▶ [DIRECTIVES]:
1 - In the Bayer lawsuit article, change "skepticism" to "doubt" and give the stretch from "Judge: Remaining claims" through "Kanawha Valley residents." again.
2 - Identify and copy every line of the entries that contains the word "post", where case counts.

▶ [SOURCE TEXT]:
====================
Judge: Remaining claims vs. Bayer are insufficient
CHARLESTON, W.Va. -- A federal judge expressed skepticism on Monday about the remaining claims in a lawsuit filed against the Bayer CropScience plant in Institute by 16 Kanawha Valley residents.
U.S. District Judge Joseph R. Goodwin said documents filed so far in the case don't appear to him to meet the legal requirements for the residents to pursue their claims.
"There is a requirement for pleading a tort that there be wrongful conduct causing harm," Goodwin said during a hearing this morning. "Wrongful conduct alone won't get it. Harm alone won't get it. You have to have that connection."
Goodwin held a brief status hearing in the wake of Friday's announcement by Bayer that it would not continue a legal fight to try to resume production of the deadly chemical methyl isocyanate at the Institute plant.
====================
▶ [THE DATA]:
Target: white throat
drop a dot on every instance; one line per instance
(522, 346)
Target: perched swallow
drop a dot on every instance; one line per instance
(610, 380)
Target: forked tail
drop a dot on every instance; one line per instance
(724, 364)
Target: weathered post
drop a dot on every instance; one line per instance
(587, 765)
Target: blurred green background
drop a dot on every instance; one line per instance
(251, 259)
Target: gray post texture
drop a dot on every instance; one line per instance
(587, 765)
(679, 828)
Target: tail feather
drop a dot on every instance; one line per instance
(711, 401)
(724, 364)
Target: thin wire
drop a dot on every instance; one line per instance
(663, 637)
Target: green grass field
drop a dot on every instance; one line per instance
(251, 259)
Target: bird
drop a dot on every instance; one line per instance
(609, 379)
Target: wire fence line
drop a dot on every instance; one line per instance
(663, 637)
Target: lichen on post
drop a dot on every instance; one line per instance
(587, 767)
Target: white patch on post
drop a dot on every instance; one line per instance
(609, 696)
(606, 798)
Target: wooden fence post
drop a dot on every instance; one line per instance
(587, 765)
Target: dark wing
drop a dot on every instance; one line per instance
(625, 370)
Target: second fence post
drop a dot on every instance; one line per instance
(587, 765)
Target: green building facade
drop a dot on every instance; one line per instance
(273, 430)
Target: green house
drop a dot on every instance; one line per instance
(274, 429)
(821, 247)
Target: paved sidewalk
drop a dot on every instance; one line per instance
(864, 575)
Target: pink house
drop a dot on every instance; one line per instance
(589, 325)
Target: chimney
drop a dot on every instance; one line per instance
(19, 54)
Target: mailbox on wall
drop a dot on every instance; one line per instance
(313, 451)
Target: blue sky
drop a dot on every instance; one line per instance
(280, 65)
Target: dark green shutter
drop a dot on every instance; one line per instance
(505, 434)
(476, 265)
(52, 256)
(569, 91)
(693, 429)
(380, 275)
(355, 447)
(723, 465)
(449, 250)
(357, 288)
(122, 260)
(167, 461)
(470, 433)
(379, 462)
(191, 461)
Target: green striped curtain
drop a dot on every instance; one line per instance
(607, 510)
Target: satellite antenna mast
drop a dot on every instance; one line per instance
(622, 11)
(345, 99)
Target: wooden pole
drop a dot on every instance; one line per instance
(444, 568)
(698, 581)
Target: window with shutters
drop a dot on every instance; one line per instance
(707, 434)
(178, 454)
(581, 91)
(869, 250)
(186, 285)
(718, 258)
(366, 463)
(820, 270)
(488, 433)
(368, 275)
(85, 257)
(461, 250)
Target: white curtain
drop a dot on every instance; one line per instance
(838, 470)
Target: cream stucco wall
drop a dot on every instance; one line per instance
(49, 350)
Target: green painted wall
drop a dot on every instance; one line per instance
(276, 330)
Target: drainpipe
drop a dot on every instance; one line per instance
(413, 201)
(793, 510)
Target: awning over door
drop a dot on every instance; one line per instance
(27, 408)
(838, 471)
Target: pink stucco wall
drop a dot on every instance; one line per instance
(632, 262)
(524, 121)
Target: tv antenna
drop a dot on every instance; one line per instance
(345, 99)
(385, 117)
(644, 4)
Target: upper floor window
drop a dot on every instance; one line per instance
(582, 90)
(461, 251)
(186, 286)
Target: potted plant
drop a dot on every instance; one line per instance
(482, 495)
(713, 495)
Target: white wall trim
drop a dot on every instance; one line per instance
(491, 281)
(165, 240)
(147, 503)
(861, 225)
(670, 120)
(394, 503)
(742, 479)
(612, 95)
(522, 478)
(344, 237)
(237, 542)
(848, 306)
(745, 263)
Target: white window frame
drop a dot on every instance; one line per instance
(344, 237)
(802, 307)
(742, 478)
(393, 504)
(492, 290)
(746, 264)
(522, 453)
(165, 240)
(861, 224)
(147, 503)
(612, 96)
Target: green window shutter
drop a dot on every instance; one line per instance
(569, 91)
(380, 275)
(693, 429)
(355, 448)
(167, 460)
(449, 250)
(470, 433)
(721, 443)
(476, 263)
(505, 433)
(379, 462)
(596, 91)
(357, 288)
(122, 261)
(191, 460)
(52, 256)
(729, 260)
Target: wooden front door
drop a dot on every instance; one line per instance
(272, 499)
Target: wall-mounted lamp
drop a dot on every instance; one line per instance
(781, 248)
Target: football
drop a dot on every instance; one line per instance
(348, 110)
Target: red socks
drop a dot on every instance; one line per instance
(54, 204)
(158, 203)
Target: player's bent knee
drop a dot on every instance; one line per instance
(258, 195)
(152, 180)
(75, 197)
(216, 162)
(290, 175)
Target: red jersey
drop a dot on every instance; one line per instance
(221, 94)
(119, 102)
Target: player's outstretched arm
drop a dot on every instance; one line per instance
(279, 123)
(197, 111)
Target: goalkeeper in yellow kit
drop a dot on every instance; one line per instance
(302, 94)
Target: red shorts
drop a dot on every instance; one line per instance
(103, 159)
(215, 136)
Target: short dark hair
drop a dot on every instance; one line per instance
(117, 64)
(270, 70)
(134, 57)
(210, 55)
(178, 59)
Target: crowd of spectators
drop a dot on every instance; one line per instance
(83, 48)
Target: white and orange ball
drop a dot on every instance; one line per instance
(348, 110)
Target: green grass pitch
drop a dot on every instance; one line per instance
====================
▶ [OUTPUTS BY TASK]:
1 -
Judge: Remaining claims vs. Bayer are insufficient
CHARLESTON, W.Va. -- A federal judge expressed doubt on Monday about the remaining claims in a lawsuit filed against the Bayer CropScience plant in Institute by 16 Kanawha Valley residents.

2 -
Target: weathered post
Target: gray post texture
Target: lichen on post
Target: white patch on post
Target: wooden fence post
Target: second fence post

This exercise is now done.